Take the material and output all of it exactly.

§ **Data shown**:
··········
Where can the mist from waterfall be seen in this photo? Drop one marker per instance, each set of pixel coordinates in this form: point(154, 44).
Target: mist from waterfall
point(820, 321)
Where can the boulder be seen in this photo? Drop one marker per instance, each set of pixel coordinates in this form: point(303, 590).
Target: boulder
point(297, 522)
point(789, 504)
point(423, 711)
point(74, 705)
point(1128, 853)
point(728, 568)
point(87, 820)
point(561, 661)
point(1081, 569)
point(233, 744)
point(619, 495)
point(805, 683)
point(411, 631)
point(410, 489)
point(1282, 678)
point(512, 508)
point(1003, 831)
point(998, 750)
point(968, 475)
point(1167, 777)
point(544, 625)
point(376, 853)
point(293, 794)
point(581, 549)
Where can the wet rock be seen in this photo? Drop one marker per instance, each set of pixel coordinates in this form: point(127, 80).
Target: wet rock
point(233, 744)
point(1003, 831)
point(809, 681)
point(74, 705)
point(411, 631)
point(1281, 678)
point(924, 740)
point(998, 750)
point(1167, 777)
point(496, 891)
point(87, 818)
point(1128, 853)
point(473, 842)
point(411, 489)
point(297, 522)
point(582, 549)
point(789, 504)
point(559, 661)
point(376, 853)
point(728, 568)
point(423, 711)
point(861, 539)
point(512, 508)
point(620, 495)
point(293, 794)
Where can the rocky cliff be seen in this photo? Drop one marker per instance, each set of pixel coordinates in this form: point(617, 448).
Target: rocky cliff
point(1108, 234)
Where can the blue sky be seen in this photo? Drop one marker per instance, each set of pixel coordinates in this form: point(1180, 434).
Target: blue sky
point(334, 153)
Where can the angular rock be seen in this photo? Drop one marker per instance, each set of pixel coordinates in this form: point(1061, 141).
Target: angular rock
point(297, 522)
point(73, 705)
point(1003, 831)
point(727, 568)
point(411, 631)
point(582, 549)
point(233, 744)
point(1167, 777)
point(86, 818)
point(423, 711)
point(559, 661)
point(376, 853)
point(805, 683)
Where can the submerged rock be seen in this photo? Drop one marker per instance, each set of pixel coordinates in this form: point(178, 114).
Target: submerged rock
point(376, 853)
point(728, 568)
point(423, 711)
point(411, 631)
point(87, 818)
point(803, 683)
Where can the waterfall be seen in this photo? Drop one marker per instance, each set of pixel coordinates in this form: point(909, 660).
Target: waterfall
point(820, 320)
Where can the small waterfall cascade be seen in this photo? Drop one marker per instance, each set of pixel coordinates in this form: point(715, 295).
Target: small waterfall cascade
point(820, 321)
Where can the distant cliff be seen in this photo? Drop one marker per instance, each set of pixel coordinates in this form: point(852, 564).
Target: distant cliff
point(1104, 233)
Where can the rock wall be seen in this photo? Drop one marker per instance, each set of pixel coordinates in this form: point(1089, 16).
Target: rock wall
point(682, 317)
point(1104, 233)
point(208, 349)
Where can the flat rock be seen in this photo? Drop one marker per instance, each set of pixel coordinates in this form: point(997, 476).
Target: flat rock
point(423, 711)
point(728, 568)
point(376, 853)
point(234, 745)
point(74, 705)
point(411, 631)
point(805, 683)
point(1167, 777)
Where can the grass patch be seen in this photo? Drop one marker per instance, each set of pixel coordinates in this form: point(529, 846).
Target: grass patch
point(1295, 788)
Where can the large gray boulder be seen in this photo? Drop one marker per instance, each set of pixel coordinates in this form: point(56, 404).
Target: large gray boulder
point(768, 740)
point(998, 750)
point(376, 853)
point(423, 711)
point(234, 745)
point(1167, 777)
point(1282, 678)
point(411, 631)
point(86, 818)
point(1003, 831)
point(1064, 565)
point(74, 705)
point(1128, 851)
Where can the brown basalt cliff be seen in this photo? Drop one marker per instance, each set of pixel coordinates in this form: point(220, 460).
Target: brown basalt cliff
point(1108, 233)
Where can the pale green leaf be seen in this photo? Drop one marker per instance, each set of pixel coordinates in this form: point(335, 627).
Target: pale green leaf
··········
§ **Reply**:
Where can the mist from waterfall be seen in this photo? Drop one marker per instance, each set of pixel coordinates in this form: point(154, 44).
Target: mist from waterfall
point(820, 321)
Where can the boulder be seen in this photo? Drop one marker per instance, each set of pixel coordinates in this form: point(303, 590).
Target: boulder
point(297, 522)
point(789, 504)
point(423, 711)
point(74, 705)
point(1128, 853)
point(728, 568)
point(87, 820)
point(561, 661)
point(1081, 569)
point(233, 744)
point(619, 495)
point(805, 683)
point(411, 631)
point(410, 489)
point(1282, 678)
point(512, 508)
point(1003, 831)
point(998, 750)
point(968, 475)
point(1167, 777)
point(544, 625)
point(376, 853)
point(293, 794)
point(581, 549)
Where can the wet rock be seen in this photo? Drop one marker per instance, each set of pixel coordinates in this form: point(127, 80).
Target: wet rock
point(233, 744)
point(1003, 831)
point(809, 681)
point(74, 705)
point(411, 631)
point(1281, 678)
point(924, 740)
point(998, 750)
point(1167, 777)
point(496, 891)
point(87, 818)
point(1128, 853)
point(473, 842)
point(411, 489)
point(297, 522)
point(582, 549)
point(789, 504)
point(559, 661)
point(376, 853)
point(728, 568)
point(423, 711)
point(861, 539)
point(512, 508)
point(620, 495)
point(293, 794)
Where can the rocky cliff be seen in this photo? Drop one marker per instance, each set of pixel coordinates in this form: point(617, 448).
Target: rocky cliff
point(1108, 234)
Where can the blue sky be seen in this photo? Drop one marker per instance, each set of pixel coordinates in this form: point(1180, 434).
Target: blue sky
point(334, 153)
Where can the angular rock be seen in this photo? Drop one marker per instance, each set of pixel coordinates in this form: point(1061, 141).
Target: angular rock
point(297, 522)
point(73, 705)
point(1003, 831)
point(727, 568)
point(411, 631)
point(582, 549)
point(233, 744)
point(1167, 777)
point(86, 818)
point(423, 711)
point(559, 661)
point(376, 853)
point(805, 683)
Where can the submerged rock be seen in this photo? Drop one marker per instance, each set of pixel coordinates in this form: point(178, 114).
Target: submerged rock
point(376, 853)
point(728, 568)
point(423, 711)
point(411, 631)
point(87, 818)
point(803, 683)
Where can the waterfall be seen in this photo? Drop one marker per instance, each set of pixel coordinates in this form: point(909, 660).
Target: waterfall
point(820, 320)
Where can the small waterfall cascade be seen in this photo? Drop one marker per instance, each set of pixel coordinates in this form: point(715, 295).
Target: small waterfall cascade
point(820, 321)
Where can the distant cliff be seen in this photo? Drop one marker per instance, each set of pixel coordinates in this form: point(852, 564).
Target: distant cliff
point(1104, 233)
Where can the rock wall be seen in this photo? Drop one marker per instance, each set of pixel coordinates in this form: point(1089, 16).
Target: rock wall
point(682, 317)
point(1104, 233)
point(208, 349)
Where can the flat rock be seen in this photo? Drop one marker per instance, each set of pixel coordinates in this form: point(997, 476).
Target: flat rock
point(423, 711)
point(728, 568)
point(376, 853)
point(234, 745)
point(74, 705)
point(411, 631)
point(805, 683)
point(1167, 777)
Where can the grass patch be seen in this photo? Drop one marker per instance, each set of pixel coordinates in this form: point(529, 846).
Target: grass patch
point(1295, 788)
Where can the large gray boulder be seen in this photo? Drop one marker per instance, each set of pixel coordinates in this form: point(56, 404).
Target: large gray boulder
point(768, 740)
point(998, 750)
point(376, 853)
point(423, 711)
point(234, 745)
point(1167, 777)
point(1282, 678)
point(411, 631)
point(86, 818)
point(1003, 831)
point(1064, 565)
point(74, 705)
point(1128, 851)
Where can the brown basalt cliff be seen in this photo? Drop one marker per instance, each set of pixel coordinates in this form: point(220, 460).
Target: brown basalt cliff
point(1108, 233)
Where can the pale green leaf be seen in this photo? Drop one marker per instance, each set of pixel coordinates in this form: point(335, 627).
Target: pale green leaf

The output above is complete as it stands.